** EXTRACT follows **
Stone's best work has always negotiated this path between serious literature and, for want of a better phrase, more exciting narrative pleasures. Dog Soldiers [Amazon.com; Amazon.co.uk], the 1974 novel that won the National Book Award and which many consider his masterpiece, was both a suspenseful melodrama and an incisive, terrifying account of Vietnam and America's counter-culture. The New York Times declared 1981's A Flag for Sunrise [Amazon.com; Amazon.co.uk] "a first-class thriller [that] catches the shifting currents of contemporary Latin American politics".

“At the end of the day, you are an entertainer,” Stone says, a little unexpectedly. “I don’t know whether it is trying to be loved or what, but one is an entertainer.”

Death of the Black-Haired Girl fuses two well-trodden genres. There is a campus narrative, inspired by Stone's own adventures teaching at Ivy League schools. "I savoured this as some kind of ironic revenge. My own formal education was very limited. I really got into the academic milieu through what I had written." His heroine is the brilliant, beautiful but unstable Maud Stack, who is embroiled in a passionate, doomed affair with her professor, Steven Brookman. "Maud is a very ambiguous character. She isn't honest. She isn't diligent. She is self-indulgent and vain. I love her dearly. She has a great deal to learn, had she but time to learn it."

The daughter of a tough Brooklyn cop, Maud is the novel’s centre and its victim. The question of a perpetrator is far trickier. “There are a lot of people letting other people down, people failing each other. There are also people coming through for each other, or trying to.” Chief among these is Brookman himself, who betrays Maud, his pregnant wife, his young daughter and his colleagues. “The deeper I went into Brookman, the more of a rat he seemed. He isn’t loveable. He is selfish. He is cold. He is my point-of-view character, and I am stuck with him. [Brookman] is as deeply lost as anybody in the book, and God knows everybody in the book is lost in space.”

The novel’s second half teases with suspects. Was Maud’s death a tragic accident or a tragic murder? Hoping to impress Brookman, she had written an inflammatory article for the student newspaper mocking religious zealots protesting against an abortion clinic, inspiring a torrent of threats.
** End of EXTRACT **
§ **EXERCISES TO COMPLETE**:
1) List every book title that the article on Stone's fiction names.
2) Resume the article on Stone's fiction, starting right after its final sentence about the torrent of threats.
The listing has no connection to the article on Stone's fiction.
** DATA EXTRACT follows **
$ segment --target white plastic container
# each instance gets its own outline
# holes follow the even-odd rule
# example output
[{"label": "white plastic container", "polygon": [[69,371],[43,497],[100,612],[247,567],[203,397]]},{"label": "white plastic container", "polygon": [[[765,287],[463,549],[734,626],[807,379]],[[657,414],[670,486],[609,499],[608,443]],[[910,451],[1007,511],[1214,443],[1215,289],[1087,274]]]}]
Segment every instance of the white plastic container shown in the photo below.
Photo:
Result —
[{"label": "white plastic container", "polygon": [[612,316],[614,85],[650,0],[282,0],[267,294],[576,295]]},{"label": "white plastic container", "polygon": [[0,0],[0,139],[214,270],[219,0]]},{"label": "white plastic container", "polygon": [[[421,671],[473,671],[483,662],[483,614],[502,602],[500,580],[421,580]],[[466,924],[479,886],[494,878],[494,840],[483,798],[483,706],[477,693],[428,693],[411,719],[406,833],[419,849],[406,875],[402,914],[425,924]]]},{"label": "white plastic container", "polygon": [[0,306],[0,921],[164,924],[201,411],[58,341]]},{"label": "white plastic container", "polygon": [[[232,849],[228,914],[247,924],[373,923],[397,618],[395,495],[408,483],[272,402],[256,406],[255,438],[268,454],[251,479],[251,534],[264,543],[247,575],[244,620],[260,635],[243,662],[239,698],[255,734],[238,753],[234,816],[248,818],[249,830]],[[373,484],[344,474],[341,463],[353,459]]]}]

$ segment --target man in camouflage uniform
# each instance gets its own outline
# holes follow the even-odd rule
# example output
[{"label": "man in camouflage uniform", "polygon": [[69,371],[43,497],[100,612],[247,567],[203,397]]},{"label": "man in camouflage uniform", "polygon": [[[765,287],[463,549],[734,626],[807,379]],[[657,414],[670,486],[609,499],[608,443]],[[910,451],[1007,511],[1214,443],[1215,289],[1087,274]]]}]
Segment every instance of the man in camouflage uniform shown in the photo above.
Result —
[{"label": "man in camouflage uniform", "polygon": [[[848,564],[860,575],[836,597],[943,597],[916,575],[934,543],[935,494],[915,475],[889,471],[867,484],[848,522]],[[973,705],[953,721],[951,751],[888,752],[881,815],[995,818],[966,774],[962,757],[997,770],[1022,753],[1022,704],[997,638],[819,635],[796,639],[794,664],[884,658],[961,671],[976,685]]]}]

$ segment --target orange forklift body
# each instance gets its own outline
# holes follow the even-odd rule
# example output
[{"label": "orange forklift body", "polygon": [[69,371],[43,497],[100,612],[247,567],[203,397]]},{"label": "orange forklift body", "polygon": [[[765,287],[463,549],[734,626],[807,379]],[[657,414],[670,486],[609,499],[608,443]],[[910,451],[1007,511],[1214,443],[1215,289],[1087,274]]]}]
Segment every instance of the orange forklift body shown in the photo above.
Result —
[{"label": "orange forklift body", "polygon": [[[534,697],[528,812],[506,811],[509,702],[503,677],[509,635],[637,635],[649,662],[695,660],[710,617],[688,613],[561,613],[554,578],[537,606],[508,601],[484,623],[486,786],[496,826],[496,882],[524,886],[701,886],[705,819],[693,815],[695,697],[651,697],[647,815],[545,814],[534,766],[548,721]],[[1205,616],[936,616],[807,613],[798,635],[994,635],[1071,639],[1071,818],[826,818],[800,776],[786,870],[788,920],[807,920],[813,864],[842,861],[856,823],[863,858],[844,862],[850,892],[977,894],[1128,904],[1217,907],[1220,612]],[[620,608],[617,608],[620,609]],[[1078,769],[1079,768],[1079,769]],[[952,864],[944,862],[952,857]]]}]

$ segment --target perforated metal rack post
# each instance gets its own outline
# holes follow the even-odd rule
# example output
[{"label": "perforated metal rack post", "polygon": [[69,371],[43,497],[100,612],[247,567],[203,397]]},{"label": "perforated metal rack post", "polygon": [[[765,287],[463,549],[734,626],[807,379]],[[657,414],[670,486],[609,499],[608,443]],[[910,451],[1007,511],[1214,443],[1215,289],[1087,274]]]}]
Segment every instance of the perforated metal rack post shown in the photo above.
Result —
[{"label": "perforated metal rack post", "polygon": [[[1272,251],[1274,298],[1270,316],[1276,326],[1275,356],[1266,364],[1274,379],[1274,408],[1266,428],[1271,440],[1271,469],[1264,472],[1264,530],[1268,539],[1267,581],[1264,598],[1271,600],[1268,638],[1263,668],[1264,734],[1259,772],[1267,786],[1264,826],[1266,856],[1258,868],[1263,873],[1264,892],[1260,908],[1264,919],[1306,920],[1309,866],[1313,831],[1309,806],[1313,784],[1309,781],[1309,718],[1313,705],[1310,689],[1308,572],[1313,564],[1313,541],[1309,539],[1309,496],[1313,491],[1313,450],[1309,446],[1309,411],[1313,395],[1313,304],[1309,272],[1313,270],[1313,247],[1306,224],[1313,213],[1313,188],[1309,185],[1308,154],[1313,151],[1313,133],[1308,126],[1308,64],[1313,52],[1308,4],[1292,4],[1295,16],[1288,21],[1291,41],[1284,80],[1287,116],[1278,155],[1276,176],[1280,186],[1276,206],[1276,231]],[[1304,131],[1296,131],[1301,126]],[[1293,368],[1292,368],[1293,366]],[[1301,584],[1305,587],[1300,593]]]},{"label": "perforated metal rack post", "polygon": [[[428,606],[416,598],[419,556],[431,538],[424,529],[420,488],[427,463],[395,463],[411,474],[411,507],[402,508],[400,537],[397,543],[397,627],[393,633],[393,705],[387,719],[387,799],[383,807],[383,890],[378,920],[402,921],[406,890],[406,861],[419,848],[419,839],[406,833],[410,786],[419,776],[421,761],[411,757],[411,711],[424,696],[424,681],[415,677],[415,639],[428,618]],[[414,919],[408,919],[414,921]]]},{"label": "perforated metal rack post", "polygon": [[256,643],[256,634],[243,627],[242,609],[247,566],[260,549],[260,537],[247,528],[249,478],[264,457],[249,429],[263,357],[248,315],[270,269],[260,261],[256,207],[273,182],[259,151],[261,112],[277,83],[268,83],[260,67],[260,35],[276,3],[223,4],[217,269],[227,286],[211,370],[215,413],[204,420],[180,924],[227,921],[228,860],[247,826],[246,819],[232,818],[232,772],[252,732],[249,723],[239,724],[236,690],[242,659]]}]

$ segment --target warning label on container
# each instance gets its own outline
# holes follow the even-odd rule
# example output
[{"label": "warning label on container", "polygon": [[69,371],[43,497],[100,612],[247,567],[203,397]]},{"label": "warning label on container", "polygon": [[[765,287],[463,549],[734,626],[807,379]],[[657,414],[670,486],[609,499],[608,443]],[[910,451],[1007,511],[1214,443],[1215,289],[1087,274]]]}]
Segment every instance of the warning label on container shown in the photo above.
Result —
** End of DATA EXTRACT **
§ **ANSWERS FOR THE EXERCISE**:
1) Dog Soldiers, A Flag for Sunrise, Death of the Black-Haired Girl

2)
For Stone, the plot twists are secondary to his efforts to observe, describe and critique contemporary America. “I think I was writing about the ways things are now, the ways things have become over the course of my lifetime, which is pretty long.” When I ask what he means by these “things”, his response hits that pessimistic note mentioned in the opening quote. “The selfishness, the dispensing with responsibility on any serious level. It really is about selfishness, about greed, self-satisfaction. A loss of perspective that we might have hoped we had been born with that is somehow disappearing.”

The tone of righteous anger is hard to miss as Stone launches broadsides against America’s economic inequality, class divides, religious fundamentalism, secular self-satisfaction and moral crises from mental health to sexuality, family to education. “We have really done dreadful, irresponsible things to our education system. It is particularly bad in terms of race. The big city schools are overwhelmingly black or Hispanic. I think the ignoring actually touches on corruption – putting money in someone else’s pocket. That may be an exaggeration. But it’s going to come home to roost.”

Nothing exercised Stone more completely than the furore surrounding abortion in America. “There is no question about where I stand in this absurd and hypocritical fight. It is so charged with hypocrisy, and the cheapest kind of political posturing that by itself is something to be ashamed of. I mean, how grossly self-serving.”

In the novel, Maud’s crude satirical assault apeing the protesters’ shock tactics earns her universal vilification – not only from the targets of her mockery, but also the self-serving liberals seeking to protect themselves from the ensuing controversy. “I would have made it more provocative,” Stone declares defiantly. “It is the one thing I reproach myself with that I didn’t. I wrote about religious posturing and that whole anti-abortion demonstration with a great deal of satisfaction and bitterness. I really had a good time putting it down. I am with Maud 100 per cent. Whatever she is being punished for, it is not that.”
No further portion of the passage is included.